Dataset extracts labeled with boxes

"""

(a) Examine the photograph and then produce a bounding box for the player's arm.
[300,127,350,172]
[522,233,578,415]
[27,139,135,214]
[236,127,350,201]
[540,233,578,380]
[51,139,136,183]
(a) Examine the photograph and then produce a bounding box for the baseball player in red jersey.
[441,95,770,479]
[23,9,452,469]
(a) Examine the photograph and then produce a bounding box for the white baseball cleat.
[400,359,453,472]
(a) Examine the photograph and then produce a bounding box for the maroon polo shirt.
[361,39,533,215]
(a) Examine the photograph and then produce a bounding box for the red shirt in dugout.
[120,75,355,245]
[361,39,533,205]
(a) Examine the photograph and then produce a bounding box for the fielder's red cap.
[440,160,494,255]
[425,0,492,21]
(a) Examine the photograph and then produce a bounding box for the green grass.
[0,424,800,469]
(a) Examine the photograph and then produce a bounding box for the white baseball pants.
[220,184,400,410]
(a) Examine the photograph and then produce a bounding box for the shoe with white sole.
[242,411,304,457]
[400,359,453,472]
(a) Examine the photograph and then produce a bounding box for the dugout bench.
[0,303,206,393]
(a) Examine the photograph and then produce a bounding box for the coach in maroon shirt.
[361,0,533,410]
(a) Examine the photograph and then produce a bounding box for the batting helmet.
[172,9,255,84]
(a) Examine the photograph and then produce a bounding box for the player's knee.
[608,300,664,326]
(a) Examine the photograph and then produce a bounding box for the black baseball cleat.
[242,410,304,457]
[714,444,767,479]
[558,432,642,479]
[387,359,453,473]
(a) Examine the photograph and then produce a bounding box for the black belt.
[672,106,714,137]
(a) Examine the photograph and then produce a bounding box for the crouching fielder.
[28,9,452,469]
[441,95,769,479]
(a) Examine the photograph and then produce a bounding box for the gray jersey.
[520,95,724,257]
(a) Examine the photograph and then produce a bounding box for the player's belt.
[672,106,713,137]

"""

**REQUIRED TASK:** Retype all of the material above line for line, keeping every character unchanged.

**REPLY TO THE EXERCISE:**
(a) Examine the photograph and then produce a bounding box for the player's arm.
[300,127,350,172]
[522,233,578,415]
[27,139,135,214]
[236,127,350,201]
[540,233,578,380]
[51,139,136,183]
(a) Examine the photograph and then produce a bounding box for the baseball player in red jersey.
[441,95,770,479]
[23,9,452,469]
(a) Examine the photograph and then produce a bounding box for the white baseball cleat.
[400,359,453,472]
(a) Examine the photograph and then produce a bounding box for the maroon polo shirt.
[361,39,533,215]
(a) Examine the photograph and then produce a bounding box for the red shirt in dugout.
[120,75,355,245]
[361,39,533,205]
(a) Examine the photograph and then produce a bounding box for the fielder's red cap.
[440,160,494,255]
[425,0,492,21]
(a) Examine the photograph and then produce a bounding box for the green grass.
[0,424,800,469]
(a) Examine the photograph and then produce a bounding box for the white baseball pants.
[220,184,400,410]
(a) Examine the photograph and then produce a bounding box for the shoe with white sole.
[242,411,304,457]
[400,359,453,472]
(a) Examine the photograph and then produce a bounding box for the dugout bench.
[0,303,206,393]
(a) Examine the photograph and then produce a bounding box for the coach in maroon shirt.
[361,0,533,410]
(a) Examine the photograph and then produce a bounding box for the batting helmet.
[172,9,255,84]
(a) Examine the photograph and then produce a bounding box for the player's knee.
[608,300,664,326]
(a) Examine the photograph and then produce a bounding box for the black baseball cleat.
[242,410,304,457]
[714,444,767,479]
[558,432,642,479]
[387,359,453,473]
(a) Examine the photograph and then produce a bounding box for the black belt.
[672,106,714,137]
(a) Examine the photograph and then produce a bounding box for the crouching fielder.
[28,9,452,469]
[441,95,769,479]
(a) Examine the photograph and then produce a bounding box for the gray jersey.
[520,95,724,257]
(a) Examine the photograph and then produce a bounding box for the player's belt.
[672,106,713,137]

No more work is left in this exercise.